PROBLEM DETAILS: Reproduce the stretch of rows from the line containing "TARGET: rough bark texture" through the end of the rows, both ends included, keeping the requests unchanged but scaling every answer coordinate by 1.45 and rounding to whole numbers, halves up. Leave the pictures out of your answer.

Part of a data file

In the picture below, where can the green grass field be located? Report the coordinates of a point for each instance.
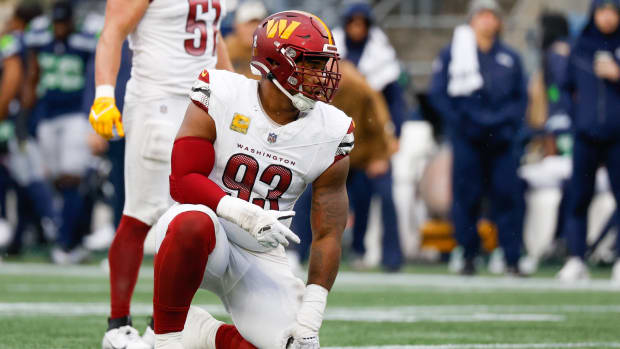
(48, 307)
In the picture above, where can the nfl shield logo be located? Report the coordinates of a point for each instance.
(272, 137)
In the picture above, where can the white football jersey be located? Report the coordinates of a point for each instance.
(259, 161)
(172, 43)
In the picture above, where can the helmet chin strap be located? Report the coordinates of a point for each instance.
(301, 102)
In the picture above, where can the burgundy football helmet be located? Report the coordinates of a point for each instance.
(296, 51)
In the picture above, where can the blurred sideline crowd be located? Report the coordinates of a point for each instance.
(489, 165)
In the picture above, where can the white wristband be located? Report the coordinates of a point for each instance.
(104, 91)
(310, 314)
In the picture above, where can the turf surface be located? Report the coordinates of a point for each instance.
(51, 307)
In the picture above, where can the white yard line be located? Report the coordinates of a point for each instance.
(374, 314)
(599, 345)
(350, 280)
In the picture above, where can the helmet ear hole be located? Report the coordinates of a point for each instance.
(272, 62)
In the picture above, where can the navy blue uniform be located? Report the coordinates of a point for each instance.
(62, 65)
(62, 127)
(596, 119)
(32, 191)
(482, 127)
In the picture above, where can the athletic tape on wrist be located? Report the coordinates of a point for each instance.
(104, 91)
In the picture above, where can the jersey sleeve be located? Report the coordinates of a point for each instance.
(346, 144)
(215, 92)
(201, 91)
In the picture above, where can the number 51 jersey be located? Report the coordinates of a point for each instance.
(173, 41)
(258, 160)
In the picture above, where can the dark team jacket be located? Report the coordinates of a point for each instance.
(595, 106)
(494, 112)
(62, 66)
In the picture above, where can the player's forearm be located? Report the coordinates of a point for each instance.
(329, 217)
(189, 182)
(324, 261)
(223, 59)
(108, 57)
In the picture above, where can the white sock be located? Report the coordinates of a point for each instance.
(200, 329)
(172, 340)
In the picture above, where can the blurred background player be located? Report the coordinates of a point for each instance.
(171, 42)
(368, 48)
(62, 129)
(248, 16)
(480, 92)
(23, 164)
(593, 79)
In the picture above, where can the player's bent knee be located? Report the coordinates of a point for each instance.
(193, 229)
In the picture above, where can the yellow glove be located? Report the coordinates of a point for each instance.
(104, 115)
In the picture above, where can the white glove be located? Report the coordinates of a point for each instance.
(264, 226)
(304, 343)
(309, 318)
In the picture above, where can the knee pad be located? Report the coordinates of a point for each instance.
(194, 228)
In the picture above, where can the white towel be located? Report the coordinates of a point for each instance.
(378, 62)
(464, 70)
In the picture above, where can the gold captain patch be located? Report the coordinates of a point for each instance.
(240, 123)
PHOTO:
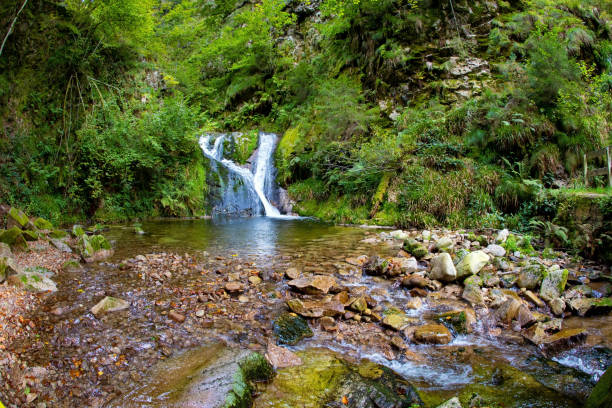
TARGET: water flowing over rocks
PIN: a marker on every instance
(315, 311)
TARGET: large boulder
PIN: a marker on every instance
(325, 379)
(442, 268)
(13, 237)
(314, 285)
(212, 376)
(34, 280)
(471, 264)
(553, 283)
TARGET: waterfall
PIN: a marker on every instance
(250, 193)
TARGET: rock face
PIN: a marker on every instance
(325, 379)
(290, 328)
(472, 264)
(553, 284)
(213, 376)
(317, 284)
(109, 304)
(442, 268)
(433, 334)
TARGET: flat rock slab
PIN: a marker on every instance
(317, 284)
(198, 378)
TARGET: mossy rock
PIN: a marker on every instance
(58, 234)
(415, 248)
(13, 237)
(455, 321)
(17, 218)
(78, 231)
(71, 265)
(43, 224)
(326, 380)
(30, 235)
(290, 328)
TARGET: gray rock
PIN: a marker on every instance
(212, 376)
(472, 264)
(109, 304)
(473, 294)
(554, 283)
(442, 268)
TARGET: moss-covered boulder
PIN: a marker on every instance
(13, 237)
(415, 248)
(290, 328)
(553, 283)
(212, 376)
(43, 224)
(34, 280)
(326, 380)
(16, 218)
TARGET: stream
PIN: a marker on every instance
(93, 361)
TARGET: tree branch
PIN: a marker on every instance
(12, 25)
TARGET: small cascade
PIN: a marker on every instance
(243, 190)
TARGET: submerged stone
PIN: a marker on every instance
(17, 218)
(554, 283)
(433, 334)
(442, 268)
(212, 376)
(290, 328)
(325, 379)
(601, 396)
(472, 264)
(109, 304)
(33, 280)
(317, 284)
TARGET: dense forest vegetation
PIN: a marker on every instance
(398, 112)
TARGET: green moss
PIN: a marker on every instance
(290, 328)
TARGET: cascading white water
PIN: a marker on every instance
(263, 162)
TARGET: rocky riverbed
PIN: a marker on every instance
(362, 317)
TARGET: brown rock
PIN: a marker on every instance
(316, 308)
(280, 357)
(176, 316)
(508, 310)
(433, 334)
(328, 323)
(234, 287)
(293, 273)
(418, 292)
(398, 342)
(414, 281)
(318, 284)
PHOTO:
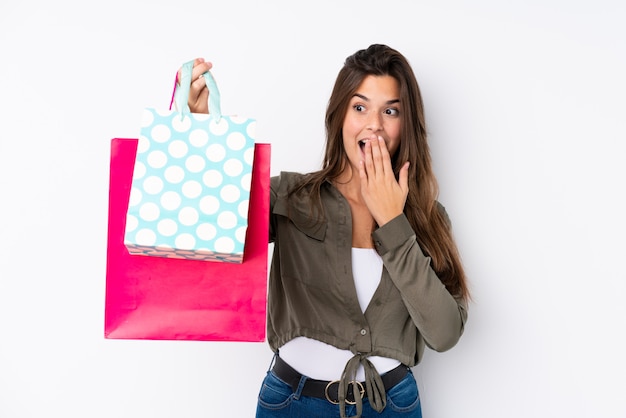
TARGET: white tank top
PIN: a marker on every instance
(322, 361)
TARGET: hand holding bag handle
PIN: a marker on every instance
(181, 95)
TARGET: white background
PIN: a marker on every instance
(526, 108)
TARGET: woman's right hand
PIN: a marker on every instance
(198, 91)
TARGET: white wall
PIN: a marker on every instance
(525, 101)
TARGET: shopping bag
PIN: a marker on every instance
(180, 299)
(191, 181)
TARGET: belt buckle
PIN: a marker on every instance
(349, 402)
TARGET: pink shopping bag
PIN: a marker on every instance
(179, 299)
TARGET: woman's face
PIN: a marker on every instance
(374, 110)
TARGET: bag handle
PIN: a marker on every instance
(180, 96)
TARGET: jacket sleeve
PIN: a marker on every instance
(439, 317)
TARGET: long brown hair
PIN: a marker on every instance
(431, 228)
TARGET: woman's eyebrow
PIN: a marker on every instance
(365, 98)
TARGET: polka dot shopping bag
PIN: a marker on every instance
(192, 192)
(191, 181)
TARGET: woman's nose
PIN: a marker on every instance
(375, 122)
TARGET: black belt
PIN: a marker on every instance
(329, 390)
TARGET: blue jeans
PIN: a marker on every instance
(277, 399)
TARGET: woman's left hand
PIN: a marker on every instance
(383, 194)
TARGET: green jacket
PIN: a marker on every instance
(312, 291)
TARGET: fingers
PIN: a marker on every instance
(198, 92)
(377, 158)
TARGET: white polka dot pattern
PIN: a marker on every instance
(191, 187)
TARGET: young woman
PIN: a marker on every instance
(365, 270)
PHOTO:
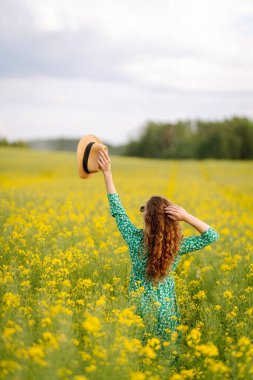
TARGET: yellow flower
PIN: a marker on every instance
(92, 323)
(201, 295)
(148, 352)
(228, 294)
(91, 368)
(128, 317)
(37, 354)
(138, 376)
(101, 301)
(193, 337)
(45, 322)
(50, 339)
(11, 300)
(208, 349)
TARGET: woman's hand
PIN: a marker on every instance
(176, 212)
(104, 161)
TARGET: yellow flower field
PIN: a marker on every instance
(65, 270)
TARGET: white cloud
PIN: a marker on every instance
(111, 65)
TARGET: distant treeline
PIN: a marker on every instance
(17, 143)
(228, 139)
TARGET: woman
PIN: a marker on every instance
(155, 252)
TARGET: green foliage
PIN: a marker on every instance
(229, 139)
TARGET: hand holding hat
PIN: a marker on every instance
(87, 155)
(104, 161)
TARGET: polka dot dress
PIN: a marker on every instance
(157, 305)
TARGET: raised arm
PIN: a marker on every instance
(193, 243)
(125, 226)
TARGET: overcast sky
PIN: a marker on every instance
(72, 67)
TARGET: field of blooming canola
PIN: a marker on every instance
(64, 271)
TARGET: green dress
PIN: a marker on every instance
(159, 303)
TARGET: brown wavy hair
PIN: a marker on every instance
(162, 236)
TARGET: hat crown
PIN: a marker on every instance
(87, 155)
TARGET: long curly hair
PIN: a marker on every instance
(162, 236)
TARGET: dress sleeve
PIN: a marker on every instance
(125, 226)
(194, 243)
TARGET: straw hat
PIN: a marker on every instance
(87, 155)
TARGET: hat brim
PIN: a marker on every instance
(80, 153)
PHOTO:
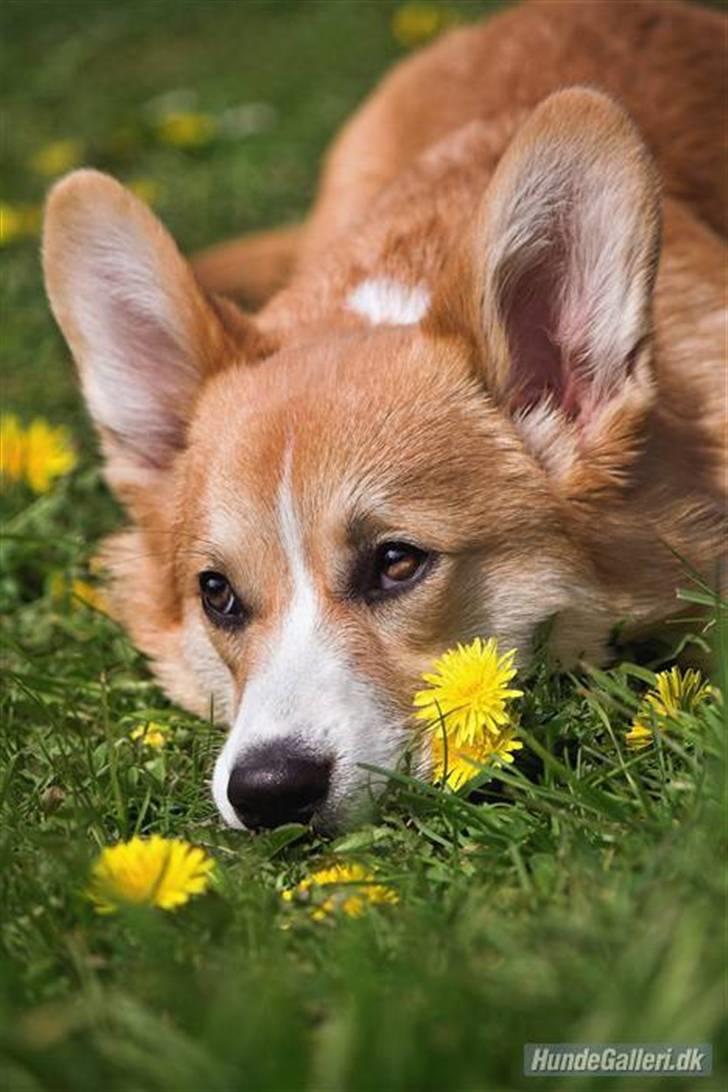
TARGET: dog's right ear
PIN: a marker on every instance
(143, 333)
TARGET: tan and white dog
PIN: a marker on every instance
(488, 394)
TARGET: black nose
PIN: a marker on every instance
(277, 784)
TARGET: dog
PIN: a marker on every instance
(484, 392)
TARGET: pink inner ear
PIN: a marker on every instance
(541, 366)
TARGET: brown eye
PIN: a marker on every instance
(398, 564)
(392, 568)
(221, 604)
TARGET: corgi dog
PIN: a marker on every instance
(484, 392)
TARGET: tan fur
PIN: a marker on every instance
(461, 175)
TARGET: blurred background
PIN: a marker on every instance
(216, 113)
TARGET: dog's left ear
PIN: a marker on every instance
(144, 335)
(560, 271)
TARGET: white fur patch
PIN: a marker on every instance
(308, 691)
(389, 303)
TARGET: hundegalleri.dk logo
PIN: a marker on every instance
(604, 1059)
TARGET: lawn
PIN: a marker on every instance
(580, 898)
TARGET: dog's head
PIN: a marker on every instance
(317, 519)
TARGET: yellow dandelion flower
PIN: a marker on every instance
(152, 734)
(468, 688)
(413, 24)
(455, 764)
(49, 454)
(347, 888)
(57, 157)
(675, 692)
(152, 871)
(187, 129)
(90, 595)
(19, 222)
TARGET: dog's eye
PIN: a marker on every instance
(221, 604)
(393, 568)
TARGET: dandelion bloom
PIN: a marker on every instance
(345, 888)
(455, 766)
(151, 871)
(187, 130)
(151, 734)
(19, 222)
(675, 692)
(38, 454)
(468, 689)
(413, 24)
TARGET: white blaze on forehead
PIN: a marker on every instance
(389, 303)
(306, 689)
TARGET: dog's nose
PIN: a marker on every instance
(277, 784)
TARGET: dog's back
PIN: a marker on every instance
(663, 60)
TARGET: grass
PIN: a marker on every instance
(583, 900)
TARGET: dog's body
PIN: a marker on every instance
(479, 404)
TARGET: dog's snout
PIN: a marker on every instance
(277, 784)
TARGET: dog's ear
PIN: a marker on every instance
(560, 270)
(143, 334)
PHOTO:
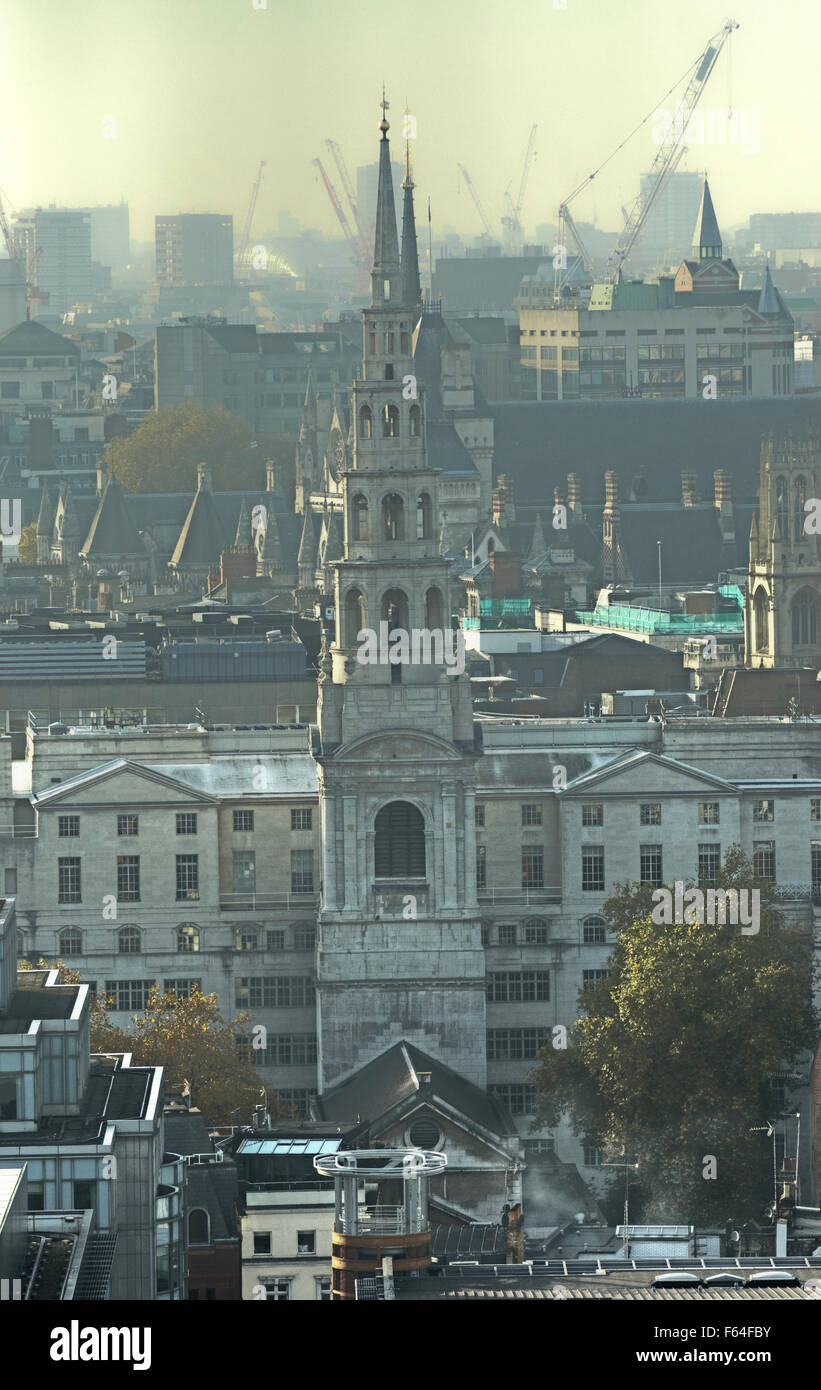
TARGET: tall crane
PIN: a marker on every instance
(246, 232)
(513, 216)
(477, 202)
(339, 160)
(670, 152)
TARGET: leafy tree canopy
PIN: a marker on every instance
(671, 1057)
(161, 455)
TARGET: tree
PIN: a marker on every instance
(191, 1040)
(27, 546)
(164, 451)
(671, 1057)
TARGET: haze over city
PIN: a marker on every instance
(200, 91)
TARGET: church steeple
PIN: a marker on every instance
(706, 236)
(386, 273)
(411, 288)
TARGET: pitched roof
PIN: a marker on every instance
(392, 1079)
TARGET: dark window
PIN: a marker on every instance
(68, 880)
(399, 841)
(128, 877)
(593, 868)
(188, 877)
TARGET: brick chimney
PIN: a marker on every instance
(688, 488)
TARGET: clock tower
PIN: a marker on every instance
(399, 951)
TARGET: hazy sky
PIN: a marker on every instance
(200, 91)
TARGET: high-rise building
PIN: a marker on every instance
(195, 249)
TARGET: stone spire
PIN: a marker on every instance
(706, 236)
(411, 288)
(386, 273)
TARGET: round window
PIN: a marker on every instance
(424, 1134)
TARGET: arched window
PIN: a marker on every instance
(399, 849)
(434, 609)
(799, 517)
(199, 1226)
(128, 940)
(188, 937)
(354, 616)
(593, 930)
(359, 512)
(424, 517)
(805, 619)
(760, 622)
(782, 506)
(392, 517)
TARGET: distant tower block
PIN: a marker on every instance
(379, 1216)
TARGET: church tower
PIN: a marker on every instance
(782, 602)
(399, 951)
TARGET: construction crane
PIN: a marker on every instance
(246, 232)
(511, 218)
(670, 152)
(664, 164)
(477, 202)
(339, 160)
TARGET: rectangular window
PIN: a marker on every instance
(274, 991)
(593, 868)
(481, 868)
(532, 868)
(592, 977)
(245, 870)
(129, 994)
(302, 870)
(128, 877)
(650, 865)
(518, 987)
(535, 933)
(188, 877)
(184, 988)
(520, 1100)
(514, 1044)
(68, 880)
(709, 863)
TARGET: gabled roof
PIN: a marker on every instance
(392, 1079)
(100, 774)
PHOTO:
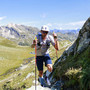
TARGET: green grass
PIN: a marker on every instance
(12, 56)
(76, 70)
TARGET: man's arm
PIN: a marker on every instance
(56, 46)
(34, 43)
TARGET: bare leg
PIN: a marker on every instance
(49, 66)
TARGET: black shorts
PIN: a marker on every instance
(40, 59)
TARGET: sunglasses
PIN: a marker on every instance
(45, 32)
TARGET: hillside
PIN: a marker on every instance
(72, 70)
(23, 35)
(17, 64)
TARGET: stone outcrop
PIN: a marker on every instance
(78, 47)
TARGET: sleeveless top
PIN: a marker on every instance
(44, 45)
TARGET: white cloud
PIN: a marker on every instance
(43, 15)
(72, 25)
(1, 18)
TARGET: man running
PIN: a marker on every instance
(43, 44)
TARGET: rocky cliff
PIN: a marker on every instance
(71, 71)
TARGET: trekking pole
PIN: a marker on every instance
(35, 65)
(56, 49)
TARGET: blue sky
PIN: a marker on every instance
(57, 14)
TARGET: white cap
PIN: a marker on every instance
(44, 28)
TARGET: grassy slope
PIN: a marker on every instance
(75, 70)
(12, 56)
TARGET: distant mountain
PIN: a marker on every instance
(70, 35)
(20, 34)
(65, 31)
(23, 35)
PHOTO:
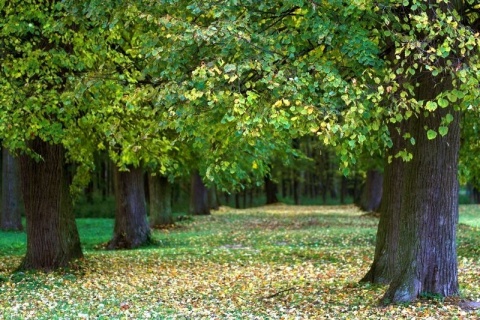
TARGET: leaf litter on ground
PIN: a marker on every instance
(272, 262)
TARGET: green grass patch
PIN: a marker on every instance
(271, 262)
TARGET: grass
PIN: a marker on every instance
(274, 262)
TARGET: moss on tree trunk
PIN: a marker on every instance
(52, 236)
(131, 227)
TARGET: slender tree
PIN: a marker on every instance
(198, 195)
(160, 201)
(131, 227)
(11, 214)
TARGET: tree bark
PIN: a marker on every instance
(429, 215)
(270, 190)
(372, 191)
(416, 241)
(213, 201)
(131, 227)
(160, 201)
(11, 215)
(198, 196)
(52, 236)
(385, 263)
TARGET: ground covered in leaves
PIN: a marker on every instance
(275, 262)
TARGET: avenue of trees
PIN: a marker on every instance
(222, 91)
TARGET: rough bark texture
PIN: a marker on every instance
(270, 190)
(385, 263)
(52, 236)
(11, 215)
(372, 191)
(131, 226)
(160, 201)
(213, 202)
(198, 196)
(429, 215)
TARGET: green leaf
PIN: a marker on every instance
(443, 102)
(431, 106)
(443, 130)
(431, 134)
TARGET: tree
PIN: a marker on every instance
(430, 85)
(372, 191)
(160, 191)
(131, 227)
(52, 236)
(11, 215)
(198, 195)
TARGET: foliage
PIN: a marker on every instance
(275, 261)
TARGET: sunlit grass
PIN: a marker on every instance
(266, 263)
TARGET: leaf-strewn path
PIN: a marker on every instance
(276, 262)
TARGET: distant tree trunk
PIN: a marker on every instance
(11, 215)
(270, 190)
(474, 194)
(160, 201)
(213, 202)
(52, 236)
(343, 190)
(198, 196)
(131, 227)
(372, 191)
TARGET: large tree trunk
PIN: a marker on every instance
(160, 201)
(52, 236)
(385, 263)
(131, 226)
(198, 196)
(417, 255)
(372, 191)
(429, 214)
(11, 215)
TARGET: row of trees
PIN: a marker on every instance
(223, 88)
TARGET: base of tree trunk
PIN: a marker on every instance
(52, 237)
(131, 227)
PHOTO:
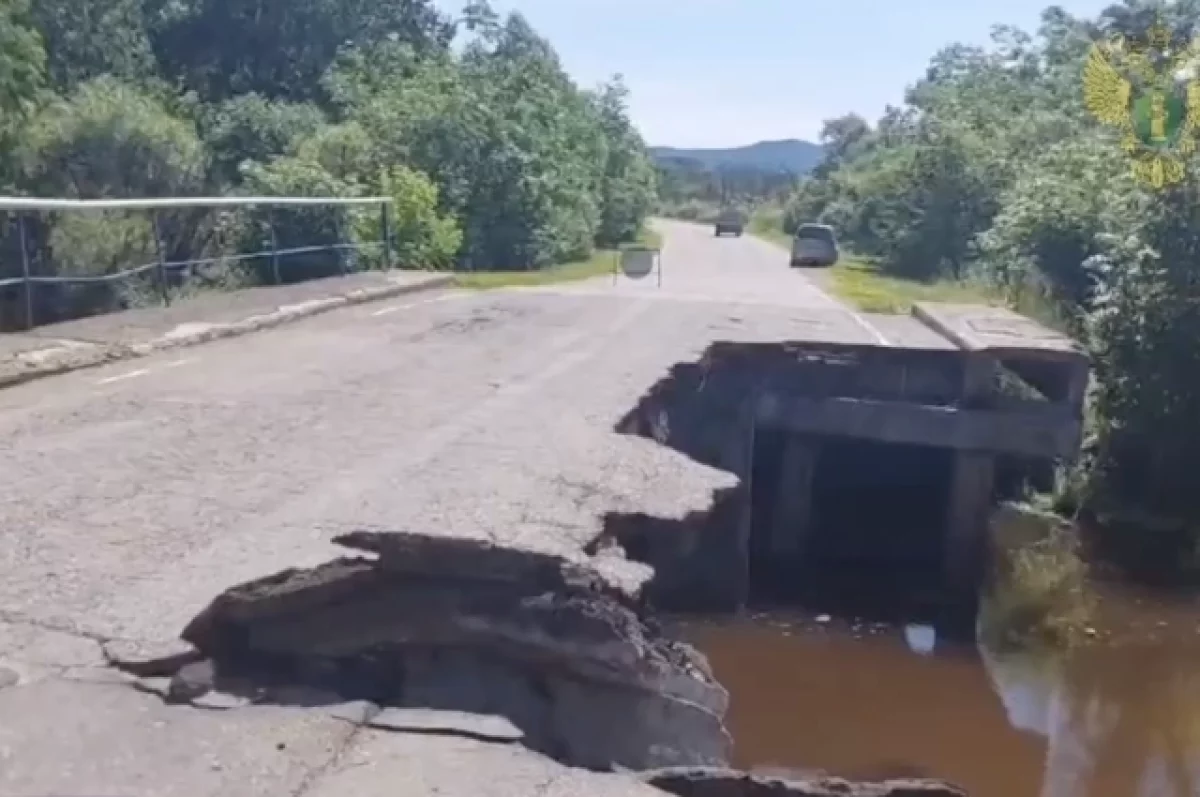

ANSWER:
TARGET: rough bark texture
PIN: a marker on every instance
(392, 276)
(558, 381)
(75, 342)
(16, 312)
(539, 277)
(190, 328)
(232, 291)
(309, 293)
(287, 284)
(622, 312)
TARGET: green leaf
PIN: a marker on every instance
(642, 148)
(625, 154)
(642, 189)
(625, 194)
TARGET: tree
PIN: a marker on every instance
(624, 123)
(539, 277)
(232, 277)
(190, 329)
(75, 342)
(16, 312)
(287, 283)
TARGET: foliage
PIN: a marker on every instance
(399, 378)
TARGET: sunlit grass
PIN: a marker on every instance
(386, 381)
TARGET: leaf-strewn path
PIN: a marker on every instance
(400, 380)
TARGET: distant tree trunk
PIN: a marker on every instance
(16, 312)
(392, 276)
(687, 281)
(232, 291)
(309, 293)
(75, 342)
(497, 276)
(287, 284)
(190, 329)
(539, 277)
TARGET: large tree trunk
PIN: a marker on every instance
(232, 291)
(75, 342)
(558, 381)
(190, 328)
(287, 284)
(605, 370)
(539, 277)
(622, 310)
(16, 312)
TARGET: row of trees
PIN: a marker on every instance
(323, 128)
TARGET: base of tree trunk
PIN: a marker on every instance
(75, 344)
(190, 329)
PHOTO:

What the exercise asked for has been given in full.